↓
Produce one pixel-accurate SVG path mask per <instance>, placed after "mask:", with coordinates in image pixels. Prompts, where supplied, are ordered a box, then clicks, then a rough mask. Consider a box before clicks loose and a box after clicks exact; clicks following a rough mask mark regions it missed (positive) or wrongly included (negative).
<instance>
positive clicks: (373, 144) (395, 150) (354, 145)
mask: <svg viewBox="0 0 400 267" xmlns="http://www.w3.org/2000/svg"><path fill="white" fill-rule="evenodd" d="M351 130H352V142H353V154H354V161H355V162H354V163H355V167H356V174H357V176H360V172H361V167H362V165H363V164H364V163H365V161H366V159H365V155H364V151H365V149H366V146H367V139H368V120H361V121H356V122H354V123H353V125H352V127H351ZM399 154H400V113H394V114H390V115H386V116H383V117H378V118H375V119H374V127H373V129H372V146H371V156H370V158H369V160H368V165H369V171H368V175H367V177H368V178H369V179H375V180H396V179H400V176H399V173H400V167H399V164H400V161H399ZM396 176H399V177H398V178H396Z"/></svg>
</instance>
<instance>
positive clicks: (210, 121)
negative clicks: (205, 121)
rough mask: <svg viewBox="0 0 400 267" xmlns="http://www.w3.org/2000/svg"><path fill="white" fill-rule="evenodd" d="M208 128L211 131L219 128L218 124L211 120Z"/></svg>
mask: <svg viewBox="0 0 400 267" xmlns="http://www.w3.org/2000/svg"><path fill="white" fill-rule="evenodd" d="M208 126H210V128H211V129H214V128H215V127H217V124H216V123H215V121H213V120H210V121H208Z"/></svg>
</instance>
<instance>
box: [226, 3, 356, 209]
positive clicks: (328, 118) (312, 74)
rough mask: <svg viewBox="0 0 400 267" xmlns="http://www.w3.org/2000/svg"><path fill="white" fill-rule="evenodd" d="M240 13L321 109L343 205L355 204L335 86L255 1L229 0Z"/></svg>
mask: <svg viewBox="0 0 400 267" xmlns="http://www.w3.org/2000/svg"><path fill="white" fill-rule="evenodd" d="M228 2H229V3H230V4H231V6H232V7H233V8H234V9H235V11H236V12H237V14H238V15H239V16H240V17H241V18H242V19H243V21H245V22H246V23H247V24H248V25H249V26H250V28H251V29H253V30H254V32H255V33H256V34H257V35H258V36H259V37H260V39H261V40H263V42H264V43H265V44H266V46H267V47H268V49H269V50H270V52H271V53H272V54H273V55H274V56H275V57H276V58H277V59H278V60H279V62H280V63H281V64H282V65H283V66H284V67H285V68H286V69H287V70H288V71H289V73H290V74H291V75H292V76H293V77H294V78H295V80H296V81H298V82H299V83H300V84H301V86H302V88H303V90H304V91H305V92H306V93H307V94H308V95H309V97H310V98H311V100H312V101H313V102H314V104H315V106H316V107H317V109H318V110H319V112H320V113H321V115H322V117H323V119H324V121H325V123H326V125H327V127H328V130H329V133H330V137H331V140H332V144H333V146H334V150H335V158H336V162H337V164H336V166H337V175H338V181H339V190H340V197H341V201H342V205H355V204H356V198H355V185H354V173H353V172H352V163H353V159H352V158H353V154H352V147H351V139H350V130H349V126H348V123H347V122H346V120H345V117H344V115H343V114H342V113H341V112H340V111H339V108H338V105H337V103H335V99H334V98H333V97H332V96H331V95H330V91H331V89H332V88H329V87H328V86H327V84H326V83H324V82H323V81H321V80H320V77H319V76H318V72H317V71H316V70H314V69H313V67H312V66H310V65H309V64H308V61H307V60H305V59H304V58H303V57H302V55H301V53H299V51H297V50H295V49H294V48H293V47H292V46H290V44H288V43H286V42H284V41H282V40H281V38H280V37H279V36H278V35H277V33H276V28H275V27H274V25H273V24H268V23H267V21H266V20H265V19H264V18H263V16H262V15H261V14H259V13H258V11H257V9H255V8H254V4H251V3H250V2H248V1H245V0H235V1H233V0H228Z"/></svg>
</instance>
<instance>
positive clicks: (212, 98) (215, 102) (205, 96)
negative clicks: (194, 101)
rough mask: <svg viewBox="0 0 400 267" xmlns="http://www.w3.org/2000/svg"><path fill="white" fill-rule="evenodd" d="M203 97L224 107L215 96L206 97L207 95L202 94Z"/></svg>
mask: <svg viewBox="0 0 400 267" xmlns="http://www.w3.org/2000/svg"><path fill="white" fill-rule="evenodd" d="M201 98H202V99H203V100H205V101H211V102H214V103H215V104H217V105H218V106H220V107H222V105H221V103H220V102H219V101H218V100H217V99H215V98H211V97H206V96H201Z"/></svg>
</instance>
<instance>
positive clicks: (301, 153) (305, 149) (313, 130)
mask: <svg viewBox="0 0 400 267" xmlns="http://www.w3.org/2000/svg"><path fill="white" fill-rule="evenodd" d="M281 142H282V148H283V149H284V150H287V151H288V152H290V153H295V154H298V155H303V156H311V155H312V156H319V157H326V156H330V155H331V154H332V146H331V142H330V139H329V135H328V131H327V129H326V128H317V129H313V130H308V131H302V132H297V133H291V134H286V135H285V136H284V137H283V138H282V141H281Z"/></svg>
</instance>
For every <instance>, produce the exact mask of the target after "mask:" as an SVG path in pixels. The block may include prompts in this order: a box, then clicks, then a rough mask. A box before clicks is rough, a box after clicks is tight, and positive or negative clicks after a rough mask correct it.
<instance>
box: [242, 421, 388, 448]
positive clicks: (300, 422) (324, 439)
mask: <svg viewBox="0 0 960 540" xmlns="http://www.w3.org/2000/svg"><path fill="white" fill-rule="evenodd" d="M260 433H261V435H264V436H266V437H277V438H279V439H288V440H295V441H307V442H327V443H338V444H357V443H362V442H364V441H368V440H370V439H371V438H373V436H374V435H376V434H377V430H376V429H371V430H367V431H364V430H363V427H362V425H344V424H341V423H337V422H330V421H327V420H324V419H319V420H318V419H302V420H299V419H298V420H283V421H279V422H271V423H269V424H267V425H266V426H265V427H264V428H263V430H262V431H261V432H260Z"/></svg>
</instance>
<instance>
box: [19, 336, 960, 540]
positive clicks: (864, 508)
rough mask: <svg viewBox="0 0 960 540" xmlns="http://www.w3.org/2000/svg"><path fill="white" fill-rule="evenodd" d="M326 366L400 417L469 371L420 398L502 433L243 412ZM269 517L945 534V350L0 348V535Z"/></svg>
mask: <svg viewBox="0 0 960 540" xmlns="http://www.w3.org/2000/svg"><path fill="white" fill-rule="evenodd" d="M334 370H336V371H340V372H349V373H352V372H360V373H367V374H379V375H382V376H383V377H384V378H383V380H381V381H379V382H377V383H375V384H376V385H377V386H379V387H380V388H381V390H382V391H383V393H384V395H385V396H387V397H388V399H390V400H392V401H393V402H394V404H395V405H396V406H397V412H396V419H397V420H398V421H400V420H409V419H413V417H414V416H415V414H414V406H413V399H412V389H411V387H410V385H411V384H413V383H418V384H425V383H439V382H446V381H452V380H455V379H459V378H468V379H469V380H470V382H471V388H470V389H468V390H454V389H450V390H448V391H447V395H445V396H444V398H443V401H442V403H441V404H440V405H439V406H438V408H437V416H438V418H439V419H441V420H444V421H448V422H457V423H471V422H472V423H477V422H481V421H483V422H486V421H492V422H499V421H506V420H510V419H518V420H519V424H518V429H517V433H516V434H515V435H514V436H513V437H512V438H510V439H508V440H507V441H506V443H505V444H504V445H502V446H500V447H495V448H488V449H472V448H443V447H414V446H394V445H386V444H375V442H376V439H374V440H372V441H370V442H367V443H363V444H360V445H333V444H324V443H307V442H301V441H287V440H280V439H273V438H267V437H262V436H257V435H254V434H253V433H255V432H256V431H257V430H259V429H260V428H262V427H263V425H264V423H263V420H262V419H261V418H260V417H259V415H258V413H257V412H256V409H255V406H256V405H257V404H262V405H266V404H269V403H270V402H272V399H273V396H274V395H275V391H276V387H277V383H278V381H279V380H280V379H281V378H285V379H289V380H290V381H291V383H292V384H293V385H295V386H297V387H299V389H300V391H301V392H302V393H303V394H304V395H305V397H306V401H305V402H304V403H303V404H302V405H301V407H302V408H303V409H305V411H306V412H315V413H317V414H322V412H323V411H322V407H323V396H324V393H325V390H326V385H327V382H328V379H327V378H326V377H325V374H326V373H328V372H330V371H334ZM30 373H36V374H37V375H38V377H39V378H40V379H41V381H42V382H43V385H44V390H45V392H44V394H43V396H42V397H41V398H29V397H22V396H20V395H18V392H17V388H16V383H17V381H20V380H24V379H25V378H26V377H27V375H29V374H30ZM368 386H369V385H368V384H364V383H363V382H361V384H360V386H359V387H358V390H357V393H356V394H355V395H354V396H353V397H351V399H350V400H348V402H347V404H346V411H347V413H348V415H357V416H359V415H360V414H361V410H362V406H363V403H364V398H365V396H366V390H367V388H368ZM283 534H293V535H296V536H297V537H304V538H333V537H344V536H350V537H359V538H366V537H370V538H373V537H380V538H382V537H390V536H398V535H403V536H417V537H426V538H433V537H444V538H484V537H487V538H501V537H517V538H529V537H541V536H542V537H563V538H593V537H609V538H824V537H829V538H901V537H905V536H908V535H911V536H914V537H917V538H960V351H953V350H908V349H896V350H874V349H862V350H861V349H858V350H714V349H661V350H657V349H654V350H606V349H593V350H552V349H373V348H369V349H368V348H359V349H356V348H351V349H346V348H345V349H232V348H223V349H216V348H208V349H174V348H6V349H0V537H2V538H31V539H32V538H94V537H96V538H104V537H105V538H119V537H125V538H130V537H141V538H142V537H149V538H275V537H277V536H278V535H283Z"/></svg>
↑
> **INSTRUCTIONS TO FOLLOW**
Say how many lines of the listing above contain "after", giving nothing but the number.

> **ANSWER TO THIS EXERCISE**
2